_CONSEGNA ASSEGNATA_:
Indichi quante righe delle voci riportate di seguito contengono la stringa "wooden", distinguendo tra maiuscole e minuscole. Fornisca soltanto il numero.

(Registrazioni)
'''
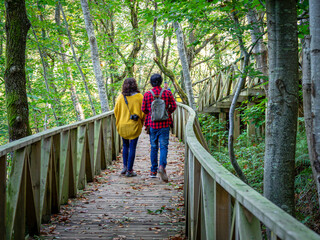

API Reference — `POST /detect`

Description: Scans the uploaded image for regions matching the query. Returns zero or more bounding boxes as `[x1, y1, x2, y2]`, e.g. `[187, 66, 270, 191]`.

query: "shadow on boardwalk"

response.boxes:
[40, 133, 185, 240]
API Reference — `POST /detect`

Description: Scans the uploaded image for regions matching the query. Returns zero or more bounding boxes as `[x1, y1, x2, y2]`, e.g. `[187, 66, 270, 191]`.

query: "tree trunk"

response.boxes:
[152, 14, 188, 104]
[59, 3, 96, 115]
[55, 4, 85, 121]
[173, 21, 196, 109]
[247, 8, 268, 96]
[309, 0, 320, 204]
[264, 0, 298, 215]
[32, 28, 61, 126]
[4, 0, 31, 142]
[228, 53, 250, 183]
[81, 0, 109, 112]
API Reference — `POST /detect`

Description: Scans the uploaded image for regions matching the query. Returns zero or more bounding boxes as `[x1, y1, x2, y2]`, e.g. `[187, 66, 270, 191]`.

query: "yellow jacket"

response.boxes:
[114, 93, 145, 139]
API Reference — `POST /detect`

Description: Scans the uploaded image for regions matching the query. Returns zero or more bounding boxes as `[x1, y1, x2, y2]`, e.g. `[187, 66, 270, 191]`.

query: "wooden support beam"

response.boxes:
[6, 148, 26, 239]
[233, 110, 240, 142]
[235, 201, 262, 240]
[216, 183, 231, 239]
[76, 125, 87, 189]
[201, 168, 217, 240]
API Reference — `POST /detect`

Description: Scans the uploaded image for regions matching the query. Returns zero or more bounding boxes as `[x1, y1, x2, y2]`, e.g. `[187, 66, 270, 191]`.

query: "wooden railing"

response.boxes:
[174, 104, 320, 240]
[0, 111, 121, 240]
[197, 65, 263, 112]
'''
'''
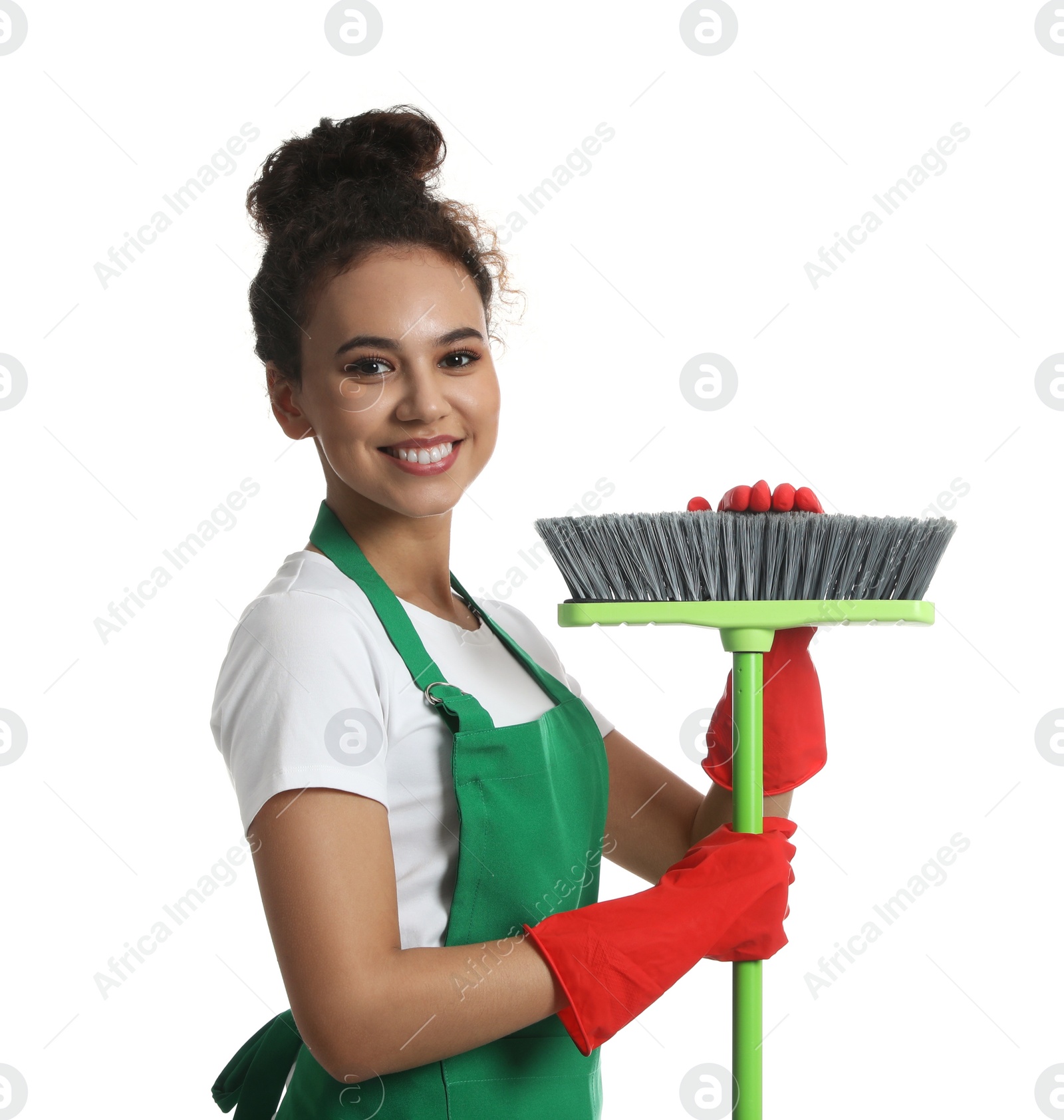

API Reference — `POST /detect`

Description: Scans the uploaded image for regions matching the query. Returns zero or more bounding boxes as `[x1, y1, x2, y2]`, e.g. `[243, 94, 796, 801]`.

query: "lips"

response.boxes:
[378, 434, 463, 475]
'''
_RISPOSTA COMPLETA_:
2